*Exercise instructions*
Write down every line of the material below word for word, leaving out the pictures.

[Point labeling data from photos]

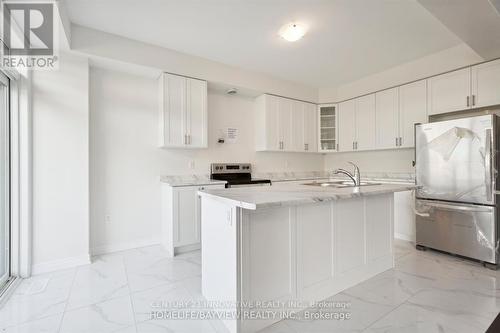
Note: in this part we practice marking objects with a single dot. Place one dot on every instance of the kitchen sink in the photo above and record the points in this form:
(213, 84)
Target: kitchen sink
(339, 184)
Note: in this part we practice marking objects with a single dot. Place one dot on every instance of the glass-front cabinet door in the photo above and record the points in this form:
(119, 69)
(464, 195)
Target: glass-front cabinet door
(4, 180)
(327, 127)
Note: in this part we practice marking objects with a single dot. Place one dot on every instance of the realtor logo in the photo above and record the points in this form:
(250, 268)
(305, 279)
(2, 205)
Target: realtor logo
(35, 22)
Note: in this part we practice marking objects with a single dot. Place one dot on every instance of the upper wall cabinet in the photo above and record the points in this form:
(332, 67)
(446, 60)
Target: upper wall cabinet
(357, 124)
(304, 127)
(183, 112)
(412, 110)
(486, 84)
(365, 122)
(347, 125)
(398, 110)
(284, 124)
(449, 92)
(387, 115)
(327, 121)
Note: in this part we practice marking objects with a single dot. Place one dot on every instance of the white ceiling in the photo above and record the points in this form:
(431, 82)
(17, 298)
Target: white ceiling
(347, 39)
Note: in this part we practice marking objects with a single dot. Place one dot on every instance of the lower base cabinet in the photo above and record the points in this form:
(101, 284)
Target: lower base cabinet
(180, 221)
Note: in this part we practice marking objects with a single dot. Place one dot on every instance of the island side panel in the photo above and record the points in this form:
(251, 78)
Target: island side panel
(268, 260)
(219, 256)
(314, 251)
(316, 259)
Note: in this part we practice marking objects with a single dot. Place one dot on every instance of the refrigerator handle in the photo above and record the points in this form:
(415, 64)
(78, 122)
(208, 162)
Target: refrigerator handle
(464, 208)
(487, 165)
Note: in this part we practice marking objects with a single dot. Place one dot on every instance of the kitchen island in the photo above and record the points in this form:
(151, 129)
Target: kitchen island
(269, 252)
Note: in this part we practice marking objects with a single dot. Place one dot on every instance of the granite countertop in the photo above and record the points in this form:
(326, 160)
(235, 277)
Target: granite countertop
(280, 177)
(190, 180)
(293, 194)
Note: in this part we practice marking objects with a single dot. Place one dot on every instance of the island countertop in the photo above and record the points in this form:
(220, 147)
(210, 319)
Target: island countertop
(295, 194)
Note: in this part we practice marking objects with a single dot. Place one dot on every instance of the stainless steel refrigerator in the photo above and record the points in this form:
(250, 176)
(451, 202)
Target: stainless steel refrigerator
(457, 201)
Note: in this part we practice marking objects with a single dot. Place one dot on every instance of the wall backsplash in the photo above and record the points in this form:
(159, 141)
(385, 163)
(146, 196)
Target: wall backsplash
(126, 164)
(397, 161)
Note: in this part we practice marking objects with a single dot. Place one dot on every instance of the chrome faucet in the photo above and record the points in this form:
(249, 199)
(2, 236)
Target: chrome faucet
(355, 177)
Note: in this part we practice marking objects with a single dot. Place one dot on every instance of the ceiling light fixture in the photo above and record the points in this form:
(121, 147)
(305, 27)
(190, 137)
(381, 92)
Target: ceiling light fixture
(292, 32)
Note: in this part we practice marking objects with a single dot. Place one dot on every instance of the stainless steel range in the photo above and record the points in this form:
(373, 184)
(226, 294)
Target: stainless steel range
(236, 174)
(457, 203)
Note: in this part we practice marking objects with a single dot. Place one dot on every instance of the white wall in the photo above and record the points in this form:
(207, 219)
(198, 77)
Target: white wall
(373, 161)
(60, 165)
(101, 44)
(126, 164)
(449, 59)
(393, 160)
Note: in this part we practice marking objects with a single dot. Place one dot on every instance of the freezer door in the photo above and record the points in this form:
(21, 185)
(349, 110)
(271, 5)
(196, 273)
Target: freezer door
(467, 230)
(454, 160)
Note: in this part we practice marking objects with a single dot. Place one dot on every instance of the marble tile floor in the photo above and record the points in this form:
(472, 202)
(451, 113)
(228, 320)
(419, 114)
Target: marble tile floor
(426, 292)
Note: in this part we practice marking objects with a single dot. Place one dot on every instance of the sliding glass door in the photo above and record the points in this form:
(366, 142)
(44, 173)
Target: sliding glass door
(4, 180)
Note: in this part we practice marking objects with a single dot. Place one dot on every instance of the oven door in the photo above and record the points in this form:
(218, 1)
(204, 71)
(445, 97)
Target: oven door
(463, 229)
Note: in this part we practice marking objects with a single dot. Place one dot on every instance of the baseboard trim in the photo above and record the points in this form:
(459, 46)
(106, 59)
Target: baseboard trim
(110, 248)
(60, 264)
(404, 237)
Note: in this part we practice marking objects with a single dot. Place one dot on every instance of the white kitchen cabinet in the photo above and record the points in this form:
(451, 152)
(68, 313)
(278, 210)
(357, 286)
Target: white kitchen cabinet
(357, 124)
(449, 92)
(328, 126)
(387, 115)
(412, 110)
(485, 84)
(310, 128)
(285, 121)
(267, 123)
(404, 215)
(182, 112)
(304, 127)
(181, 217)
(283, 124)
(347, 125)
(298, 128)
(365, 122)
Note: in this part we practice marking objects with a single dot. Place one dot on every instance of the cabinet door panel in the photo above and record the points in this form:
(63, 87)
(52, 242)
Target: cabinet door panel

*Correct answer*
Note: in this part we practice marking objects with a single dot. Place one dot on every instance of the kitchen sink in the photo above and record the points in this form:
(213, 84)
Target: kitchen sink
(339, 184)
Note: in this part we practice marking objects with a single dot. Place one dot on every instance of the glass-front cabinet door in the photo above and record the points in this form:
(119, 69)
(464, 195)
Target: glass-front cabinet door
(4, 180)
(327, 127)
Note: in this part we practice marking objects with a single dot. Place one dot on every instance of the realtor logo in the photo above and record the points in this form:
(250, 268)
(305, 279)
(2, 205)
Target: realtor logo
(35, 22)
Note: in this part we practice marking objects with a single dot. Place one dot on every instance of the upper wall cabinet in the photo above and record the points in this form:
(332, 67)
(446, 60)
Target: upper wall cabinet
(357, 124)
(304, 127)
(183, 112)
(412, 110)
(486, 84)
(365, 122)
(347, 125)
(398, 110)
(284, 124)
(449, 92)
(387, 115)
(327, 121)
Note: in this part we practice marking objects with a single dot. Place one dot on every instance of the white ceiling in the photo above and record the points in this form:
(431, 82)
(17, 298)
Target: white ceiling
(347, 39)
Note: in this part we practice marking objects with a single dot. Place one dot on every instance of the lower base cabinet in the photo above and record the points in this form:
(101, 284)
Target: lower base cabinet
(180, 221)
Note: in this part we practice marking objects with a single dot. Place one dot on every instance of the island side panel in the photo above and record the points in this form:
(251, 78)
Target: island side panel
(268, 260)
(219, 256)
(314, 251)
(316, 259)
Note: in this part we practice marking objects with a single dot. Place one dot on every instance of the refrigerator handle in the photo above and record the points in this form:
(415, 64)
(78, 122)
(208, 162)
Target: refrigerator handle
(464, 208)
(487, 165)
Note: in this part we practice marking objects with a single dot. Place one dot on every instance of the kitchen island in the photo above and record the points in this form:
(151, 129)
Target: kitchen island
(269, 252)
Note: in this part we practice marking objects with a single dot. Place one dot on every instance of the granite countertop in the photo above and record the points in this form:
(326, 160)
(235, 277)
Target: granite countertop
(280, 177)
(190, 180)
(293, 194)
Note: in this part we practice marking objects with a single dot. Place one dot on every instance of the island countertop in the photo above and record the points in this form:
(220, 147)
(210, 319)
Target: island countertop
(295, 194)
Note: in this part we practice marking objects with a single dot. Place one dot on every instance of the stainless steel refrigerator in the photo above and record the points in this form:
(250, 176)
(451, 202)
Target: stainless steel refrigerator
(457, 201)
Note: in this part we practice marking objects with a single dot. Place one dot on every instance of the wall backsplash in the photo above and record the points in this form:
(159, 141)
(385, 163)
(146, 196)
Target: wall backsplash
(126, 164)
(397, 161)
Note: in this part we practice marking objects with a single dot. Place one dot on every instance of the chrome faucet in the photo above and record the points in this form:
(249, 199)
(2, 236)
Target: chrome faucet
(355, 177)
Note: in this part we practice marking objects with a single dot. Place one dot on every instance of the ceiling light fixture in the photo above and record the points in this form:
(121, 147)
(305, 27)
(190, 137)
(381, 92)
Target: ceiling light fixture
(292, 32)
Note: in this part we practice marking objects with a single dot. Place one dot on every instance of the stainless steel range in the photo above and record the points in this form:
(373, 184)
(226, 294)
Target: stainless steel range
(236, 174)
(457, 203)
Note: in this part we practice marking objects with a single dot. Place one dot on every instance of the white wall in the photo above and record the points in this form:
(207, 219)
(198, 77)
Target: white wall
(373, 161)
(60, 165)
(101, 44)
(126, 164)
(449, 59)
(393, 160)
Note: in this part we practice marking objects with a single dot. Place one dot on every instance of the freezer door in the photo above and record the points in this form:
(21, 185)
(349, 110)
(271, 5)
(196, 273)
Target: freezer door
(467, 230)
(454, 160)
Note: in this part we practice marking objects with a single dot. Place one dot on every instance of the marble tile floor in the photo above and record the points in this form:
(472, 202)
(451, 113)
(228, 320)
(419, 114)
Target: marble tile floor
(426, 292)
Note: in this part we practice marking objects with a single dot. Place one dot on every instance of the sliding glass door in the photo above and record the points in this form:
(366, 142)
(44, 173)
Target: sliding glass door
(4, 180)
Note: in this part we practice marking objects with a single dot. Place one dot on every instance of the oven door in the photo above and record the points in this form:
(218, 1)
(204, 71)
(445, 97)
Target: oven door
(463, 229)
Note: in this part we practice marking objects with a single dot. Place one dot on every instance of the baseboard trim in the photo above and record the points in this form:
(459, 46)
(106, 59)
Target: baseboard trim
(110, 248)
(60, 264)
(404, 237)
Note: in this part we practice marking objects with a single dot. Place one dot on every instance of the white kitchen cabinet in the photo above and record the points in this form:
(451, 152)
(68, 313)
(278, 210)
(357, 286)
Target: white kitchen cabinet
(357, 124)
(449, 92)
(328, 126)
(387, 115)
(412, 110)
(485, 84)
(310, 128)
(285, 121)
(267, 123)
(404, 215)
(182, 112)
(304, 127)
(181, 217)
(283, 124)
(347, 125)
(298, 128)
(365, 122)
Note: in this part we practice marking objects with a single dot. Place one dot on every instance of the cabinet door panel in the photo above and record the points in this form:
(63, 87)
(52, 242)
Target: cabinet door panel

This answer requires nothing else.